▶ SHORT TASK:
Transcribe the passage of the flat-file notes text below, starting with "Traditional note-taking apps" and going on through "management approach available.".

▶ TEXT SHOWN:

Flat-file note-taking systems store your knowledge as plain Markdown files in a directory structure, eliminating database dependencies and lock-in. Your notes remain readable with any text editor, version-controllable with Git, and easily migratable between platforms. Three open-source tools excel in this space: Flatnotes, Dendron, and HedgeDoc.

Why Flat-File Notes?

Traditional note-taking apps store data in proprietary databases, making migration difficult and tying your knowledge to a specific platform. Flat-file systems take a different approach:

  • No database required — notes are plain text files in a folder structure
  • Git-compatible — version control, branching, and collaboration through standard Git workflows
  • Platform independence — read your notes with any text editor on any operating system
  • Future-proof — Markdown is a stable, widely supported format that will remain readable for decades
  • Simple backup — copy the directory; no database dumps or export processes needed
  • Search-friendly — grep, ripgrep, or any text search tool works directly on your notes

For teams and individuals who value data ownership and portability, flat-file notes are the most resilient knowledge management approach available.

▶ GIVEN INFORMATION:

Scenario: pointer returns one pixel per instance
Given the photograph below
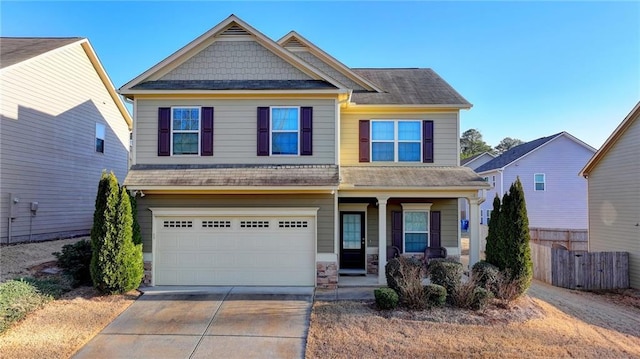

▶ OUTPUT FOR THIS TASK:
Traditional note-taking apps store data in proprietary databases, making migration difficult and tying your knowledge to a specific platform. Flat-file systems take a different approach:

  • No database required — notes are plain text files in a folder structure
  • Git-compatible — version control, branching, and collaboration through standard Git workflows
  • Platform independence — read your notes with any text editor on any operating system
  • Future-proof — Markdown is a stable, widely supported format that will remain readable for decades
  • Simple backup — copy the directory; no database dumps or export processes needed
  • Search-friendly — grep, ripgrep, or any text search tool works directly on your notes

For teams and individuals who value data ownership and portability, flat-file notes are the most resilient knowledge management approach available.